Calculating Error and Correlation Metrics Manually#

cinnabar’s scatter plots automatically annotate figures with statistics such as RMSE or MUE based on the recommend best practices for the observable being plotted as described in the companion paper.

Sometimes, however, you may need to access those numbers to run a statistical comparison, or feed results into a downstream analysis pipeline and cinnabar provides a convenient way to do that as well using the API.

In this tutorial we will demonstrate how to recreate the analysis metrics shown by default in the example scatter plots manually, this involves the following steps:

  1. Extract the predicted and experimental values from a FEMap using the dataframe helper functions.

  2. Compute the appropriate metrics for the given observable using analysis functions available in cinnabar.stats.

  3. Obtain bootstrap confidence intervals around each metric using cinnabar.stats.bootstrap_statistic.

Available metrics#

The cinnabar.stats module exposes are wide range of deviation and correlation metrics, the table below maps the short-hand string identifiers (used by cinnabar internally) for each metric to their corresponding function names and descriptions:

Metric

Function name

Description

"RMSE"

calculate_rmse

Root mean squared error.

"MUE"

calculate_mue

Mean unsigned error.

"RAE"

calculate_rae

Relative absolute error, a measure of the average absolute error relative to the average magnitude of the true values.

"NRMSE"

calculate_nrmse

Normalized root mean squared error, using the true mean to normalize the RMSE.

"R2"

calculate_r2

Coefficient of determination.

"rho"

calculate_pearson_r

Pearson correlation coefficient.

"KTAU"

calculate_kendalls_tau

Kendall Tau correlation coefficient.

"PI"

calculate_predictive_index

Predictive index, weighted Kendall Tau using the difference of the true values to weight ordinal comparisons.

see the cinnabar.stats API documentation for more details.

Loading Example RBFE Results#

For this example, we will use RBFE data generated with OpenFE, which is bundled with cinnabar’s data directory. The dataset contains one set of simulated relative free energy edges (Method A) and a corresponding set of experimental absolute free energies. To demonstrate comparing two computational protocols, we also create a second method (Method B) by adding ±0.5 kcal/mol Gaussian noise to the Method A values. You can easily swap this out with your own RBFE outputs.

For more information on creating a FEMap and adding data to it, see the cinnabar API tutorial.

%matplotlib inline
import numpy as np
import pandas as pd
from openff.units import unit

from cinnabar import FEMap, stats

# Load the computational results bundled with cinnabar
rbfe_results = pd.read_csv("../cinnabar/data/computational_data.csv")

▶ **Entries provided**:
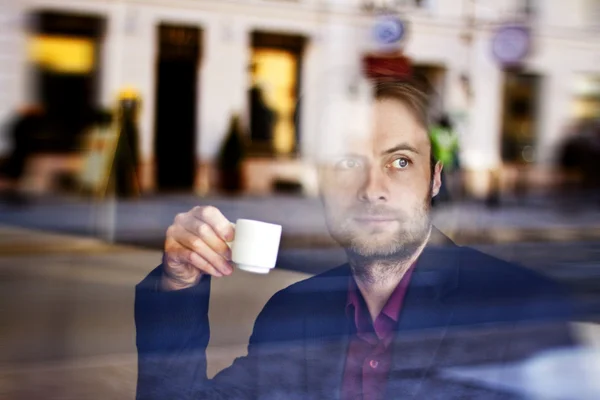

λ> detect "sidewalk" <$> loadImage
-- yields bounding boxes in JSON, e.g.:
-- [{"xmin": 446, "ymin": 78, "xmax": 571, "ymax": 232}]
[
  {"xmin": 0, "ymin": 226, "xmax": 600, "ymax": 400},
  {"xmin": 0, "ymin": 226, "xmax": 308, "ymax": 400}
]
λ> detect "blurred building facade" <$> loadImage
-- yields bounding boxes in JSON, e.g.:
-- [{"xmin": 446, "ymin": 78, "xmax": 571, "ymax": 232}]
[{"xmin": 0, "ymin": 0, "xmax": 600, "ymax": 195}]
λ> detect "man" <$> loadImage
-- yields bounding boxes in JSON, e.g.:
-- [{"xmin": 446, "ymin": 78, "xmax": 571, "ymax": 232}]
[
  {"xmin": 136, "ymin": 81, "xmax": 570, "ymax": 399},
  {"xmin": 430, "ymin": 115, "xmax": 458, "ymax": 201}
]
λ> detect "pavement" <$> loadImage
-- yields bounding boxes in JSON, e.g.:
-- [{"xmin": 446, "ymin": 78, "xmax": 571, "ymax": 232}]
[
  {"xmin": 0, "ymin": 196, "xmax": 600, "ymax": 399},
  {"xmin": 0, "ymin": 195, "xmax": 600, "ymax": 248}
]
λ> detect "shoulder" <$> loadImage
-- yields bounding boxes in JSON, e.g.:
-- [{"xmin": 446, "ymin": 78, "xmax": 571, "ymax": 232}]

▶ **Problem details**: According to the cinnabar tutorial, how is Method B created? The entries come from a different source than the cinnabar tutorial.

▶ **Output for this task**: By adding ±0.5 kcal/mol Gaussian noise to the Method A values.